Tarih:

Paylaş:

Biden Yönetiminin Ulusal Güvenlik Strateji Belgesi’nde Trans-Atlantik İlişkiler

Benzer İçerikler

Bu yazı şu dillerde de mevcuttur: English Русский

12 Ekim 2022 tarihinde Beyaz Saray tarafından Amerika Birleşik Devletleri (ABD) Başkanı Joe Biden’ın imzasıyla yeni Ulusal Güvenlik Strateji Belgesi yayınlanmıştır.[1] Söz konusu belge, Rusya ve Çin’in sınırlandırılmasına ilişkin Washington yönetiminin küresel hedeflerine odaklanmasının yanı sıra Trans-Atlantik ilişkilerin geleceğine dair de mühim ipuçları barındırmaktadır.

Hatırlanacağı üzere Biden’ın en önemli seçim vaadi, önceki başkan Donald Trump döneminde Avrupa’yla ilişkilerde oluşan hasarın giderilmesiydi. Zira bu durum, Amerikan hegemonyasının sürdürülebilirliği noktasında oldukça önemlidir. Esasen ABD’nin küresel hegemonyasının iki temel dayanağı vardır. Bunlardan ilki, ünlü jeopolitikçi Zbigniew Brzezinski’nin “Uzakdoğu Çapası” olarak nitelendirdiği Asya-Pasifik; ikincisi ise yine Brzezinski’nin “Demokratik Direnek Noktası” şeklinde tanımladığı Avrupa’dır.

[Yapılacak görevler]:
(1) Trans-Atlantik ilişkilerle ilgili metne göre aşağıdaki soruları yanıtlayın.
(a) Yeni Ulusal Güvenlik Strateji Belgesi hangi tarihte yayınlanmıştır?
(b) Biden'ın en önemli seçim vaadi neydi?
(c) Brzezinski Avrupa'yı hangi ifadeyle tanımlamıştır?
(2) Trans-Atlantik ilişkilerle ilgili metnin "Bu yazı şu dillerde" ile başlayıp "mühim ipuçları barındırmaktadır." ifadesine kadar süren bölümünü hiç değiştirmeden aktarın.

Kayıtlı veri girdileri:
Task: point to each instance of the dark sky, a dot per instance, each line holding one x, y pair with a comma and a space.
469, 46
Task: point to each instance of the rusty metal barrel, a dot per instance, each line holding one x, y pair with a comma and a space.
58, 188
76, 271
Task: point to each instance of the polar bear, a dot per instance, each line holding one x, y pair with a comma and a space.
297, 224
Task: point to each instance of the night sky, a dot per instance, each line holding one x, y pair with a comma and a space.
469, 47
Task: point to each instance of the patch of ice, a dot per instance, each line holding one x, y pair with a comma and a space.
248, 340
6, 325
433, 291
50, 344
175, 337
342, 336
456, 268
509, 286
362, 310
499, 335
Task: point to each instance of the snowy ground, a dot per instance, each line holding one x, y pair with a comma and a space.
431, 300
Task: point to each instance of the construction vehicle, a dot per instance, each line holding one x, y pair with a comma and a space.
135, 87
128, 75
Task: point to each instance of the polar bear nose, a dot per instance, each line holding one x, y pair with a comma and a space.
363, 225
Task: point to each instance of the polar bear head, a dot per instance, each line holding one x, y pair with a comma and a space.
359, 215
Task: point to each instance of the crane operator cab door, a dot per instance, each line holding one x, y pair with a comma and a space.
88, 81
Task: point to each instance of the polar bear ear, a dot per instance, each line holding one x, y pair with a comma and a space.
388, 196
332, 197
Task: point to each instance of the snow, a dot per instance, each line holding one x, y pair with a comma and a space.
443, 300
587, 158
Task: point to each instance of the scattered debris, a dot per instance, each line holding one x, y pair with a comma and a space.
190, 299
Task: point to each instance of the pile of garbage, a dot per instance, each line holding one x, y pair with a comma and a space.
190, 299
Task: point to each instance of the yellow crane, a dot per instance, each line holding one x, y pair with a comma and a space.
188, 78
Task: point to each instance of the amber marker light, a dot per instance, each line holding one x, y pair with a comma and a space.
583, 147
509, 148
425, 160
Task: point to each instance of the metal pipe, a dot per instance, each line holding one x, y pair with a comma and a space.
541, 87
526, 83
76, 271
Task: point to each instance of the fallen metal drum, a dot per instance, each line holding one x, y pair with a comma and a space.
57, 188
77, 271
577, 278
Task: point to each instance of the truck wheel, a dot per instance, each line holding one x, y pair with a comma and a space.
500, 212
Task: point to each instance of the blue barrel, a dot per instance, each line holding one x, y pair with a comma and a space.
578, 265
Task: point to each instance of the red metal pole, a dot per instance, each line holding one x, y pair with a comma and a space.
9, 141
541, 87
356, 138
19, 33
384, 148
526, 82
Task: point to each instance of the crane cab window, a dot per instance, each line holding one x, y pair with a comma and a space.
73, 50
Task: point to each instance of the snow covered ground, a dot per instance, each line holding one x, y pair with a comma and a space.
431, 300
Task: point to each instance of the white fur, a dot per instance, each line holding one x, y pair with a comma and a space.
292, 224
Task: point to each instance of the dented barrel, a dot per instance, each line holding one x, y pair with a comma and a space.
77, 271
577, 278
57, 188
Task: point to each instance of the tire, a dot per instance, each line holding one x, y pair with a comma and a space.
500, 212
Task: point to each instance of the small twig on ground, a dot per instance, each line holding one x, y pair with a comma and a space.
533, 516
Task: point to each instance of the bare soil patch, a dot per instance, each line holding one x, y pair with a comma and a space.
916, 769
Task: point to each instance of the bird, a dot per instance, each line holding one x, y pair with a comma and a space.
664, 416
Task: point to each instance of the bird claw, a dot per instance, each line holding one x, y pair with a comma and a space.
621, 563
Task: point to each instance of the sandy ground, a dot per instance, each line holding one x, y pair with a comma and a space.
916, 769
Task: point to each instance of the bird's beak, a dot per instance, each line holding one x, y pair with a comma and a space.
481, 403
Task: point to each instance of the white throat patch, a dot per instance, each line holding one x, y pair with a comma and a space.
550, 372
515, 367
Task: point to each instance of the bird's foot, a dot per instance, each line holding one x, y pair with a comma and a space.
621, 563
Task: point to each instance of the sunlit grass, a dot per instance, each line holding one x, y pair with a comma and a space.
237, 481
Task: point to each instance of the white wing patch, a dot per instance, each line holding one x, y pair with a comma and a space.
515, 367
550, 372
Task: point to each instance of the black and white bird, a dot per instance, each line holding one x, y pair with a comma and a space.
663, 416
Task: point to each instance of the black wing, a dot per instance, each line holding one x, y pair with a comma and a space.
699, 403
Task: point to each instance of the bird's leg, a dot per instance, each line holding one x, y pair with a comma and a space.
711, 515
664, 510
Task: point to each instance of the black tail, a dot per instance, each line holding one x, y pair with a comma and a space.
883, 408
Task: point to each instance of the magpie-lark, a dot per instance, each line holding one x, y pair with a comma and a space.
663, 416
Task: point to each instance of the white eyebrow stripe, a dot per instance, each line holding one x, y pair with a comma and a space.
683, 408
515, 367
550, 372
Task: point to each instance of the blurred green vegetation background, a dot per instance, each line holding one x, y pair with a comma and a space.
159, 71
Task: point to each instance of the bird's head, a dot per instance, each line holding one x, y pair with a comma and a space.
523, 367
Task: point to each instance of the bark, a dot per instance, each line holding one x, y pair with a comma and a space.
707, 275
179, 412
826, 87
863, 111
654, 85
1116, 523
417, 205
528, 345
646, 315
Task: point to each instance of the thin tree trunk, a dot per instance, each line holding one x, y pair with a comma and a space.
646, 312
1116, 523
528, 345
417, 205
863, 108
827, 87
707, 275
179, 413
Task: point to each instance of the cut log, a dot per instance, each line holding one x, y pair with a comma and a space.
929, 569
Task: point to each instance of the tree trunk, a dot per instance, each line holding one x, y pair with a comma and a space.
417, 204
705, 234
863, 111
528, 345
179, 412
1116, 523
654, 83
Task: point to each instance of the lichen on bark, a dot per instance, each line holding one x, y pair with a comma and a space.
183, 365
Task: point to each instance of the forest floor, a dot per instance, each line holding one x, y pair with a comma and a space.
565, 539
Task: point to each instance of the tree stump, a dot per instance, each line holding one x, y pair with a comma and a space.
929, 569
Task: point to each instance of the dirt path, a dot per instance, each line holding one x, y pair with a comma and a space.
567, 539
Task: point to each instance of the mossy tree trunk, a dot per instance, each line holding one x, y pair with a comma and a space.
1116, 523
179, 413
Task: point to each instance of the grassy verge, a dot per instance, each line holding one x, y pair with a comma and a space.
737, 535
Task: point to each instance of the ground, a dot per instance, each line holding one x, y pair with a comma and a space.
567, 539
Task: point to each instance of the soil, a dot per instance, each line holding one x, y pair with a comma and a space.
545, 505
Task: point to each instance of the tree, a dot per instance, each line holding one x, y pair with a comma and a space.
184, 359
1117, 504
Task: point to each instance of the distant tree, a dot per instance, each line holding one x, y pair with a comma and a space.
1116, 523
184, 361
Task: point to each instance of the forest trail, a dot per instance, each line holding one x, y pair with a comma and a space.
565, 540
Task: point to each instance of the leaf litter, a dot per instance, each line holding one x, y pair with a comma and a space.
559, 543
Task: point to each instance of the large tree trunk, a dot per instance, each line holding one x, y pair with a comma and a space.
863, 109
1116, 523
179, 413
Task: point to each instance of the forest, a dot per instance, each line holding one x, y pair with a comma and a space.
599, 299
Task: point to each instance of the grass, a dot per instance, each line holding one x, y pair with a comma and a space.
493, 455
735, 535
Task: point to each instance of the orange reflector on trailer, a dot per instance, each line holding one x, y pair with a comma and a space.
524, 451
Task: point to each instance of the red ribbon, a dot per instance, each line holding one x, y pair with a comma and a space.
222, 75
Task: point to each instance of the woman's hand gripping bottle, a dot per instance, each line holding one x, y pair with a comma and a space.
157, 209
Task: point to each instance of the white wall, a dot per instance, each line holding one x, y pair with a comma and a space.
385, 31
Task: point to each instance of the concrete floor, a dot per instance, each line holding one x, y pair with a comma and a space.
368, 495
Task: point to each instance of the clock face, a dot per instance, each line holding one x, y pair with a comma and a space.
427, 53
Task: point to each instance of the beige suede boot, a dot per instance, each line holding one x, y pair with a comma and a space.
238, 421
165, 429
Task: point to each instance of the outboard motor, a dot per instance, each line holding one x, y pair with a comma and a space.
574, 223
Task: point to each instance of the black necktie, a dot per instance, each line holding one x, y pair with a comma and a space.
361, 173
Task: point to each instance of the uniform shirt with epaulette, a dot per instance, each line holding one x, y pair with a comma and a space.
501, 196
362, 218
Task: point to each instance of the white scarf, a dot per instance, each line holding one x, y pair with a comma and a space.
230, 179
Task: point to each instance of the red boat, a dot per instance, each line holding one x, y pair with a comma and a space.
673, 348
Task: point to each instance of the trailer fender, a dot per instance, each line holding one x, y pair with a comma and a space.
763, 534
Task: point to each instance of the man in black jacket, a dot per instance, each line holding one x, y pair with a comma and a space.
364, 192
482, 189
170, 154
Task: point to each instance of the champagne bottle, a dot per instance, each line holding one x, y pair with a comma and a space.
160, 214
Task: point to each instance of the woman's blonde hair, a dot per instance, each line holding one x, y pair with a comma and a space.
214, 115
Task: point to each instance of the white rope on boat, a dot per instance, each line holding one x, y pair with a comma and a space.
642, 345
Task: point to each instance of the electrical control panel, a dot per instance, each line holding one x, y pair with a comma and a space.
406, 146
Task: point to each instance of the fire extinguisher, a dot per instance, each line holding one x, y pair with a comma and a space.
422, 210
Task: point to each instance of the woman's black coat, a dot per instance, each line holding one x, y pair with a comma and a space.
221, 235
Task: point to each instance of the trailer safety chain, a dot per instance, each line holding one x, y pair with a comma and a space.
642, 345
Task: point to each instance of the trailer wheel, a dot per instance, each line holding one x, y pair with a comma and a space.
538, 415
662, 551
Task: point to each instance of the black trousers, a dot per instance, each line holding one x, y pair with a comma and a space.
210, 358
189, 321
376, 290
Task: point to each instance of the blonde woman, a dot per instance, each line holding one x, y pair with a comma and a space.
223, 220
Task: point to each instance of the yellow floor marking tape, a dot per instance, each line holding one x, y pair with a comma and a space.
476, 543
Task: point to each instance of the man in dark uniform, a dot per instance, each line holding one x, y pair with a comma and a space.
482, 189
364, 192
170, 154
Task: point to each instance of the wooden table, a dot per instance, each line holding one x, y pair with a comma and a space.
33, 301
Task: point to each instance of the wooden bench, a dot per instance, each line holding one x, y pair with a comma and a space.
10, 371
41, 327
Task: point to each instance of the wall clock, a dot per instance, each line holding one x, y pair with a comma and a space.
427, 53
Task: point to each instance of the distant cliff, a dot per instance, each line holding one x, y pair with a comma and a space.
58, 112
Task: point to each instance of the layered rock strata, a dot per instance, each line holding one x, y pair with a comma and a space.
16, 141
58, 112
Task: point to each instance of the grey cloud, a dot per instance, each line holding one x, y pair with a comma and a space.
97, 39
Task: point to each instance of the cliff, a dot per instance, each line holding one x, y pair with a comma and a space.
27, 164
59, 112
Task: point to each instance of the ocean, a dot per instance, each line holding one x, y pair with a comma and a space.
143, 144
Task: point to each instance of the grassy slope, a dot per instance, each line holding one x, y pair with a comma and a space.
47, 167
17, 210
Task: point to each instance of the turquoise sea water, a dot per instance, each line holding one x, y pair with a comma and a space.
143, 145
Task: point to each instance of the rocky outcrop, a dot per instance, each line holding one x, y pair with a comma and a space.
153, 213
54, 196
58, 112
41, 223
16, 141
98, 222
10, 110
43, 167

[Görevlere göre çözümler]:
(1)
(a) 12 Ekim 2022
(b) Önceki başkan Donald Trump döneminde Avrupa'yla ilişkilerde oluşan hasarın giderilmesi
(c) "Demokratik Direnek Noktası"

(2)
Bu yazı şu dillerde de mevcuttur: English Русский

12 Ekim 2022 tarihinde Beyaz Saray tarafından Amerika Birleşik Devletleri (ABD) Başkanı Joe Biden’ın imzasıyla yeni Ulusal Güvenlik Strateji Belgesi yayınlanmıştır.[1] Söz konusu belge, Rusya ve Çin’in sınırlandırılmasına ilişkin Washington yönetiminin küresel hedeflerine odaklanmasının yanı sıra Trans-Atlantik ilişkilerin geleceğine dair de mühim ipuçları barındırmaktadır.